Assigned task 1: Please reproduce the passage on Boundary Bay water quality word for word, starting at "They want to" and ending at "reconciliation, he said.".
Assigned task 2: Extend the passage on Boundary Bay water quality, picking up right after its final sentence.

Excerpt provided:
Delta will soon take part in a gathering of local and indigenous governments south of the Fraser River to see what can be done to improve water quality of the Canadian-US shared waters of Boundary Bay.
Members of the Shared Waters Alliance, an international working group made up of representatives from government, First Nations and community groups from both countries, made a presentation to Delta council last week to discuss the ongoing shellfish harvesting closure on the Canadian side due to bacteriological contamination.
Indigenous peoples, including the Semiahmoo First Nation, traditionally harvested the abundant fish and shellfish resources for their livelihood.
The Alliance’s objectives include, among other things, a collaborative approach to monitoring and facilitating transparent communication among stakeholders to bring action-based objectives that will achieve measurable improvements in local water quality.
Semiahmoo First Nation Chief Harley Chappell told council they hope to revitalize traditional food sources in traditional territories which has been devastated due to surrounding urban sprawl.
They want to take a partnership approach with neighbouring municipalities, something even more important than ever in this time of reconciliation, he said.
“But really it’s an opportunity for us to come together as neighbouring municipalities and First Nations and begin a discussion around how do we improve some of the water qualities in our territories with the ultimate goal of revitalizing shell fishing in our bays,” said Chappell.
He also noted there has yet to be a wholesome environmental assessment process for Boundary and Semiahmoo Bays and that there are “major gaps” in information.
Christy Juteau, conservation science director for Shared Waters Alliance, said it’s tragic that since the 1960s, shellfish harvesting has been prohibited due to water contamination.

Provided information:

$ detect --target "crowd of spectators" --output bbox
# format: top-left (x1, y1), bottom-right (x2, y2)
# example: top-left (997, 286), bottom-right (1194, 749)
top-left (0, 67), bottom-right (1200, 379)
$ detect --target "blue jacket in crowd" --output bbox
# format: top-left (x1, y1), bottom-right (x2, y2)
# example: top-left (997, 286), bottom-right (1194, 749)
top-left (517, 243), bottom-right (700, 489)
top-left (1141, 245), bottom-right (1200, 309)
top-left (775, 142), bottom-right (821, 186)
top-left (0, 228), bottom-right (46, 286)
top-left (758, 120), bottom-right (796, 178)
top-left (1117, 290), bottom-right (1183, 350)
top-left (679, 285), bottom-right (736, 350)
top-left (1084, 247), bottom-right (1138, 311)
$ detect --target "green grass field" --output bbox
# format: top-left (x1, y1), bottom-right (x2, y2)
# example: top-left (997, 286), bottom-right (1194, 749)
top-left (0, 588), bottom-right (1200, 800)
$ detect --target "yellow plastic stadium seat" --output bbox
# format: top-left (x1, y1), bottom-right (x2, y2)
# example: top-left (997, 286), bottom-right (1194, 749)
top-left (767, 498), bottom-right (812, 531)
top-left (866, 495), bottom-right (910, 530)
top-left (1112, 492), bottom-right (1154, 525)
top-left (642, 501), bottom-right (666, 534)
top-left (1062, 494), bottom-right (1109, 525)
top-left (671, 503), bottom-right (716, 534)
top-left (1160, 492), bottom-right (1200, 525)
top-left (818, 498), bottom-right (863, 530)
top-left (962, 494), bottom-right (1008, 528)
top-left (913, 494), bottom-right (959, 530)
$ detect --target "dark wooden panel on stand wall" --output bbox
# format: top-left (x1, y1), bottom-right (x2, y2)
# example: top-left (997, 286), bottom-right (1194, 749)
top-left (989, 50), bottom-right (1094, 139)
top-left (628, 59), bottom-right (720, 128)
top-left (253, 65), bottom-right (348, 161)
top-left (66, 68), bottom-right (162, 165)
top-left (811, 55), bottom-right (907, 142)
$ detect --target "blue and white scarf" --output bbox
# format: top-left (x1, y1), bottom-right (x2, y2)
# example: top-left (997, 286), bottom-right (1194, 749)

Response area 1:
They want to take a partnership approach with neighbouring municipalities, something even more important than ever in this time of reconciliation, he said.

Response area 2:
“We all know Boundary Bay is a critical section of coastline. It is recognized internationally as a wetland of importance under RAMSAR (The Convention on Wetlands of International Importance). It is also recognized nationally as an important biodiversity area as well as provincially as a wildlife management area. We’re all interested in improving the health of this very important section of coastline,” she said.
The Alliance’s vision is for a Boundary Bay that is a healthy, vibrant ecosystem with diverse and abundant flora and fauna, and robust water quality including clean rivers and creeks, and providing First Nations food, social and ceremonial security.
The Alliance originally formed in 1999, led by Environment Canada, to address the shellfish harvesting closures as well as the Georgia Basin Action Plan.
The BC Ministry of Environment became a co-chair of the group in 2005 when there was concern about freshwater contamination, a provincial jurisdiction.
In 2008, leadership for the group shifted to Metro Vancouver with the formation and implementation of the Boundary Bay Ambient Monitoring Program, with a final meeting in 2011.
In 2018, Shared Waters was re-formed, spurred by successes that the Whatcom County Clean Water Program had in re-opening shellfish harvesting south of the border.
Shared Waters has since expanded its scope to reflect emerging concerns.
Delta’s Climate Action and Environment staff have been participating in Shared Waters and the city has been involved in several initiatives to support water quality improvements in Boundary Bay.
Council last week also agreed to have a designated staff person to work directly with the Alliance.